* Document segment:
..........

Q: If Harvey Weinstein, Kevin Spacey, Dan Quayle, and Bill Clinton all had a spelling contest, which one would win?
A: Dan Quayle. He's the only one who knows that harass is one word.
New Language Courses in Ameirca
New languages being taught in America:
- Afro-American Speak -- Ebonics (or We-Beonics)
- Irish-American Speak -- Leprechaunics
- Native-American Speak -- Kimosabics
- Italio-American Speak -- Spumonics (or Rigatonics)
- Chinese-American Speak -- Won-tonics
- Japanese-American Speak -- Mama-san-ics
- Polish-American Speak -- Kielbasanics
- Jewish-American Speak -- Zionics
- Russian-American Speak -- Rasputonics
- Spanish-American Speak -- Flan-ics
- Scottish-American Speak -- Tartan-ics
- Eskimo-American Speak -- Harpoonics
- German-American Speak -- Autobaunics (or Teutonics)
- Canadian-American Speak -- EH?onics
- Florida Democratic Voters Speak -- Moronics
Joe Biden's Deal
Joe Biden was getting ready for a Covid Halloween party when the Devil suddenly appeared and made him an offer.

..........

* Work instructions:
• a. Answer these questions from the joke collection, each on its own line:
(i) Who would win the spelling contest in the opening joke?
(ii) What name does the list give for Canadian-American Speak?
(iii) What was Joe Biden getting ready for when the Devil appeared?
• b. According to the joke collection, why would Dan Quayle win the spelling contest?
• c. From the joke collection, extract the passage from "- Canadian-American Speak" to "him an offer.".

..........

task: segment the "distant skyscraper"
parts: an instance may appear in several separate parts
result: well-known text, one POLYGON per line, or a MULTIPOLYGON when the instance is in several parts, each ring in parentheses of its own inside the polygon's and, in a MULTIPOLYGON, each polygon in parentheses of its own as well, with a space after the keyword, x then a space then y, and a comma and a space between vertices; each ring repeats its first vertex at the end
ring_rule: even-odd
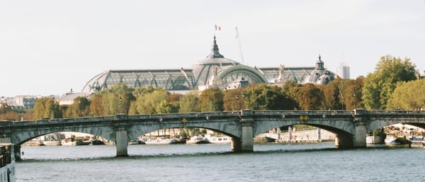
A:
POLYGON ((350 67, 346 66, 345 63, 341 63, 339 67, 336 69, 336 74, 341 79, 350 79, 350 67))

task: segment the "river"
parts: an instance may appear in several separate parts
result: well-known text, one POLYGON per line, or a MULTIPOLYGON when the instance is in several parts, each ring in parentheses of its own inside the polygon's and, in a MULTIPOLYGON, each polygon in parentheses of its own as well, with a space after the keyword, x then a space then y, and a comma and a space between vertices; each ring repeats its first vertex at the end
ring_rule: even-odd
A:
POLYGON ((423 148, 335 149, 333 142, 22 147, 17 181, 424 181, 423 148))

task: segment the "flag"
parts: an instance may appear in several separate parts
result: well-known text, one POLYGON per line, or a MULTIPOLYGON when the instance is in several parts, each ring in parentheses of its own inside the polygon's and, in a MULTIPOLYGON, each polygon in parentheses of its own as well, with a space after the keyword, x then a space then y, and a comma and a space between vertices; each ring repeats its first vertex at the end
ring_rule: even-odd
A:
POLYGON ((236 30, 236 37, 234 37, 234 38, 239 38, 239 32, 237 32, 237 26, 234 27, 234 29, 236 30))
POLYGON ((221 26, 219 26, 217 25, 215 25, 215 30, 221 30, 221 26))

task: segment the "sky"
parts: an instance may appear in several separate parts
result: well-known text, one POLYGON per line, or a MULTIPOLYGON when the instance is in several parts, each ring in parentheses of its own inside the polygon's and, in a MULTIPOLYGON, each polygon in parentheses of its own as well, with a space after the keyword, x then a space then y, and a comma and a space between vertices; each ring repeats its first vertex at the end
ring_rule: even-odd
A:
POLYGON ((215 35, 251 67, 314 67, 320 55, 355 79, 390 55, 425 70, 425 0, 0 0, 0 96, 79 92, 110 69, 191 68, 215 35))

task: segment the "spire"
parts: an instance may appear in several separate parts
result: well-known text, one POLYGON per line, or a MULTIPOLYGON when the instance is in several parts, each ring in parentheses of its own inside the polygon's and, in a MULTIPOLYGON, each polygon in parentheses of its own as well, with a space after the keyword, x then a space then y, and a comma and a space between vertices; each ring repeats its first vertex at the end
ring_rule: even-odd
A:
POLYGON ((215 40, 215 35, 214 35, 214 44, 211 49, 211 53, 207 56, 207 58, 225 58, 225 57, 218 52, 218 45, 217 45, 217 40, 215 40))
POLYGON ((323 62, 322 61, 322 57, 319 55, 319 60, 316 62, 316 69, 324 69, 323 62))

..........

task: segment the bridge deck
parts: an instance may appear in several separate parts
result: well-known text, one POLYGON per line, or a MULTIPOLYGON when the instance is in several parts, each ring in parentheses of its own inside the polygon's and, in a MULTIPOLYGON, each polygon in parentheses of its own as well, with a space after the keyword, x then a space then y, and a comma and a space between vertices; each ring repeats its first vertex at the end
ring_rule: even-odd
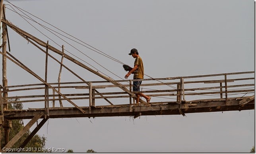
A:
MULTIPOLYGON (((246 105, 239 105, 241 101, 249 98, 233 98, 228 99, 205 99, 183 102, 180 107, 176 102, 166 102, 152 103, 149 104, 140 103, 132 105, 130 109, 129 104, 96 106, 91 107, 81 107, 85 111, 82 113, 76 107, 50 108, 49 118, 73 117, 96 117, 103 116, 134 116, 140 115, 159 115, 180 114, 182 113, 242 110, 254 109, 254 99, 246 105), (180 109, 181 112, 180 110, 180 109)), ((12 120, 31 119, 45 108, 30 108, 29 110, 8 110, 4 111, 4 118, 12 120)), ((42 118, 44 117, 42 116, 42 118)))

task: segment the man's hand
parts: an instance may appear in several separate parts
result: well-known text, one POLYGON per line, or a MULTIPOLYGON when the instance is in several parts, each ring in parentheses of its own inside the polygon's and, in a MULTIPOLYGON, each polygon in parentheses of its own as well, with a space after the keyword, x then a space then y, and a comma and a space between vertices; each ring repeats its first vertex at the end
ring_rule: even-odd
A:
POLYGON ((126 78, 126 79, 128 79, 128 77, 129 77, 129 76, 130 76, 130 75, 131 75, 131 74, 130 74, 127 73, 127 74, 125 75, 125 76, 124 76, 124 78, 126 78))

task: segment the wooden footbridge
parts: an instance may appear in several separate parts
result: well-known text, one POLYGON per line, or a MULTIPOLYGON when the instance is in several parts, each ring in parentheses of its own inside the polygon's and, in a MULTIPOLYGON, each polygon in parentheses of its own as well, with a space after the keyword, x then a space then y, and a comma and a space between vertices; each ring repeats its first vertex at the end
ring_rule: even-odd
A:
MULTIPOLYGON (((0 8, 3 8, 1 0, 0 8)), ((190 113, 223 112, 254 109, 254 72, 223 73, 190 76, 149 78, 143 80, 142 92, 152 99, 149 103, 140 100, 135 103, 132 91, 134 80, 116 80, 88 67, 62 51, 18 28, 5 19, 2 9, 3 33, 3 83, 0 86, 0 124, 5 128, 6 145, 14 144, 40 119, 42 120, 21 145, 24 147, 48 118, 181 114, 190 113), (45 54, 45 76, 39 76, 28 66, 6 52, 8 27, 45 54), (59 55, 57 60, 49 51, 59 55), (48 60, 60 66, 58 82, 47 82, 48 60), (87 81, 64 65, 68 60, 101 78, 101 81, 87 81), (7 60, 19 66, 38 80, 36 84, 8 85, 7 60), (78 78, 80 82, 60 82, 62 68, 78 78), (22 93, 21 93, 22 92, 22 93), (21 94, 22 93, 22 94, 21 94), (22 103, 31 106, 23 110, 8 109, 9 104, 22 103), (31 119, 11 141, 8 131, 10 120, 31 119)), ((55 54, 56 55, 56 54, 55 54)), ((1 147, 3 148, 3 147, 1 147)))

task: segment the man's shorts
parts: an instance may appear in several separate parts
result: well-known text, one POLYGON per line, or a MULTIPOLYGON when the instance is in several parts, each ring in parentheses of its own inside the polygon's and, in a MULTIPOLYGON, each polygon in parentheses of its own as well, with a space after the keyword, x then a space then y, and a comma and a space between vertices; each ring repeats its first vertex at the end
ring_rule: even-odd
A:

..........

* Task-by-task answers:
• a.
(i) Dan Quayle.
(ii) EH?onics.
(iii) A Covid Halloween party.

• b. He is said to be the only one of the four who knows that "harass" is one word.

• c.
- Canadian-American Speak -- EH?onics
- Florida Democratic Voters Speak -- Moronics
Joe Biden's Deal
Joe Biden was getting ready for a Covid Halloween party when the Devil suddenly appeared and made him an offer.